## [WHAT TO DO]
Please copy the material character for character, from the line containing "--target bird's beak" through the line containing "M 143 39 L 134", with both of those lines included and nothing outside that stretch.

## [RAW RECORDS]
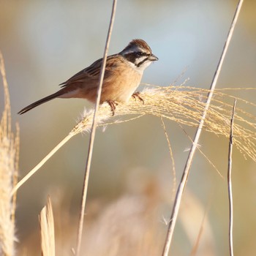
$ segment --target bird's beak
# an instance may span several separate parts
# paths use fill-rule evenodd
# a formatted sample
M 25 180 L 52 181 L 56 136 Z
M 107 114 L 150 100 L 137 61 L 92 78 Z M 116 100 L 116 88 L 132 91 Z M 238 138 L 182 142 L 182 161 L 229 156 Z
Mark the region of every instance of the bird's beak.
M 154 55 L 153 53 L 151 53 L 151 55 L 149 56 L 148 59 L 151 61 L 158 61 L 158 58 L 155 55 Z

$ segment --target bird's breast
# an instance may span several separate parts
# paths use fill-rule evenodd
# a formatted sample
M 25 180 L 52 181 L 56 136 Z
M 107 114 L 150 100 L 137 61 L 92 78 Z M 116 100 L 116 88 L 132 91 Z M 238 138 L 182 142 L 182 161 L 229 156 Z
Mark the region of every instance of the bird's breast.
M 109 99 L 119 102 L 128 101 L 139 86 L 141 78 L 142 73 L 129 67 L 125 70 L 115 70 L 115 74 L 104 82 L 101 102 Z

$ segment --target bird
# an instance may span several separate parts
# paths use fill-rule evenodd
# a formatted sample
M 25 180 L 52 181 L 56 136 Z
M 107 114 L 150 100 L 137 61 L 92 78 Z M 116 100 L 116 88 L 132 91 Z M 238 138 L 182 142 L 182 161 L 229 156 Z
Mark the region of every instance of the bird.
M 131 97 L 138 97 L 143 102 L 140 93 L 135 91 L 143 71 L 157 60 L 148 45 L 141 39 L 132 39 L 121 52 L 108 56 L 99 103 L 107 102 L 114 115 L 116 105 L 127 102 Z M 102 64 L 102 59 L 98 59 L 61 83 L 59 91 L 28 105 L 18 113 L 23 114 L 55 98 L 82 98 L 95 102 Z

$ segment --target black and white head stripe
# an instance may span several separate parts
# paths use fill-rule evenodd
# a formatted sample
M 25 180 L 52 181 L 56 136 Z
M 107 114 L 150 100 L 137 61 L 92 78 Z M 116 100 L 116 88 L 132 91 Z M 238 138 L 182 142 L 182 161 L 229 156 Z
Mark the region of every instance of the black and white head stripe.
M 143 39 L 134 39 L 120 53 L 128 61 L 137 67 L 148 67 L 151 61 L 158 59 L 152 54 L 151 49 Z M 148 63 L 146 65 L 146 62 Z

---

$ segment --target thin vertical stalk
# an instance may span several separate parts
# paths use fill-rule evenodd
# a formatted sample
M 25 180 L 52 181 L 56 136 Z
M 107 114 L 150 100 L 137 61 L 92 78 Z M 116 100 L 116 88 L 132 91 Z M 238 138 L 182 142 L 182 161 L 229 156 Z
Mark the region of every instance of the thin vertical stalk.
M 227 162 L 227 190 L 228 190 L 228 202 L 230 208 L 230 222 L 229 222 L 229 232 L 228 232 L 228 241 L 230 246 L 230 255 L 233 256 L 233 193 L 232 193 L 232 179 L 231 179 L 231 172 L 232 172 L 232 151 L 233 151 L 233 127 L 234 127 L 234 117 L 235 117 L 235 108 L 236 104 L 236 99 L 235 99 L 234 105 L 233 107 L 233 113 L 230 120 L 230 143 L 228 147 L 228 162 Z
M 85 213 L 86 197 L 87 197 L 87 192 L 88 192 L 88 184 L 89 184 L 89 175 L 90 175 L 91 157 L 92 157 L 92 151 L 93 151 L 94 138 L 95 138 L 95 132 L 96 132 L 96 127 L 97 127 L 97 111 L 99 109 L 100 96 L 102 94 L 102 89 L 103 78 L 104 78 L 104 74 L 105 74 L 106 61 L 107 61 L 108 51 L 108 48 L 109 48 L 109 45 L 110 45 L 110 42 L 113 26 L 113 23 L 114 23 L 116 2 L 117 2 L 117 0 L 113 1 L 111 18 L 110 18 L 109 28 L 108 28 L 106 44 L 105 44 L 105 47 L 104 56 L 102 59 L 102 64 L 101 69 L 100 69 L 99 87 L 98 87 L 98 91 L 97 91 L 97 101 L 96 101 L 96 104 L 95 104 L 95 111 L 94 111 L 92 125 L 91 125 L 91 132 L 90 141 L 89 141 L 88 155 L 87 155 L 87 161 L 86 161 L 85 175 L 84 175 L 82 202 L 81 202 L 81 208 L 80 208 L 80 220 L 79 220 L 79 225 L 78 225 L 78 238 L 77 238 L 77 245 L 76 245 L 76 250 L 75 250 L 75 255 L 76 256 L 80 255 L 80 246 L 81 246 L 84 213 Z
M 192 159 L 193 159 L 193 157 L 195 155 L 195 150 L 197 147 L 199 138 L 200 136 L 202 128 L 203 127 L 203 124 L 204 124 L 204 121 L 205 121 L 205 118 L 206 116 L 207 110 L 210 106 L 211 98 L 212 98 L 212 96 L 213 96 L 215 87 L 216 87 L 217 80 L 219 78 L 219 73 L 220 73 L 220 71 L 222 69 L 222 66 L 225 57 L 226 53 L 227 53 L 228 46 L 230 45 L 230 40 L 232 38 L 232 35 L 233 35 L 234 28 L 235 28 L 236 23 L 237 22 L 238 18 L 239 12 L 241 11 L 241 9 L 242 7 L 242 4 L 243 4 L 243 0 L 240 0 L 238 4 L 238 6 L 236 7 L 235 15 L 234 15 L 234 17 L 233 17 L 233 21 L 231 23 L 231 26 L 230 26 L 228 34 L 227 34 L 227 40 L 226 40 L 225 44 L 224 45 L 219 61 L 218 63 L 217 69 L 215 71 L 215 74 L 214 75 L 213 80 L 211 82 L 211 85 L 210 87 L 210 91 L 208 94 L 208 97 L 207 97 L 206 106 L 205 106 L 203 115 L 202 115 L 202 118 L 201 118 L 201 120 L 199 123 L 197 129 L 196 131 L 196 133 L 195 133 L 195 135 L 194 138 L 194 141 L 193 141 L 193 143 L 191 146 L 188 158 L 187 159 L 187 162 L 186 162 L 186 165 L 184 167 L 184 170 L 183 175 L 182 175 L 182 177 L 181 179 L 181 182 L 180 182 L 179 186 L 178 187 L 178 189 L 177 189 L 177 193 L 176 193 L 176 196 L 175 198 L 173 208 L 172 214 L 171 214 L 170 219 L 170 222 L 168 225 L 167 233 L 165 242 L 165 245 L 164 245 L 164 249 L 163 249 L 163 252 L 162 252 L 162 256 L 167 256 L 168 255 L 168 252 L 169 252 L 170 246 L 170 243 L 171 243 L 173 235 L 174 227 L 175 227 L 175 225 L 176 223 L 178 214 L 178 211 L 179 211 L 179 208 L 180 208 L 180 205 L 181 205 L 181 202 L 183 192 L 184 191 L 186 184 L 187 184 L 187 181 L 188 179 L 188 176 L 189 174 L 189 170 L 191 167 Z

## [ANSWER TO THIS EXERCISE]
$ segment --target bird's beak
# an instance may span several separate parts
# paths use fill-rule evenodd
# a formatted sample
M 25 180 L 52 181 L 56 136 Z
M 107 114 L 150 100 L 137 61 L 92 78 Z M 116 100 L 116 88 L 132 91 Z M 238 138 L 182 142 L 182 161 L 229 156 Z
Mark the region of every instance of the bird's beak.
M 154 55 L 153 53 L 151 53 L 151 55 L 149 56 L 148 59 L 151 61 L 158 61 L 158 58 L 155 55 Z

$ segment --target bird's breast
# an instance may span several separate parts
# paths use fill-rule evenodd
# a formatted sample
M 25 180 L 52 181 L 56 136 Z
M 107 114 L 150 100 L 137 61 L 92 78 Z M 116 100 L 116 88 L 132 91 Z M 238 138 L 182 142 L 182 161 L 229 156 Z
Mark the region of every instance of the bird's breast.
M 109 99 L 119 102 L 128 101 L 139 86 L 141 78 L 142 73 L 129 67 L 125 70 L 115 70 L 115 74 L 104 82 L 101 102 Z

$ segment --target bird
# an instance may span several separate parts
# paths use fill-rule evenodd
# a formatted sample
M 25 180 L 52 181 L 56 136 Z
M 107 114 L 150 100 L 137 61 L 92 78 Z M 116 100 L 116 88 L 132 91 Z M 238 138 L 182 142 L 182 161 L 229 156 Z
Mark the region of every instance of the bird.
M 131 97 L 138 97 L 143 102 L 140 93 L 135 91 L 143 71 L 157 60 L 148 45 L 141 39 L 132 39 L 121 52 L 108 56 L 99 103 L 107 102 L 114 115 L 116 105 L 127 102 Z M 102 64 L 102 59 L 98 59 L 61 83 L 59 91 L 28 105 L 18 113 L 23 114 L 55 98 L 82 98 L 95 102 Z

$ segment --target black and white head stripe
# an instance may span several separate parts
# paths use fill-rule evenodd
# a formatted sample
M 25 180 L 52 181 L 56 136 Z
M 107 114 L 150 100 L 137 61 L 92 78 Z M 116 100 L 116 88 L 132 91 Z M 238 138 L 182 142 L 182 161 L 229 156 Z
Mark the region of every instance of the black and white head stripe.
M 143 39 L 134 39 L 120 53 L 128 61 L 137 67 L 148 67 L 151 61 L 158 59 L 152 54 L 151 49 Z M 148 63 L 146 65 L 146 62 Z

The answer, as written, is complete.